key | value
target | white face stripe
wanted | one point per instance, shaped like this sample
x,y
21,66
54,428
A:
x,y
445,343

▸ GOAL:
Repeat the data above line for line, unchanged.

▸ COMPLETE RESPONSE:
key | value
target | white face stripe
wanted | one point per instance, shaped like this sample
x,y
21,66
54,428
A:
x,y
445,343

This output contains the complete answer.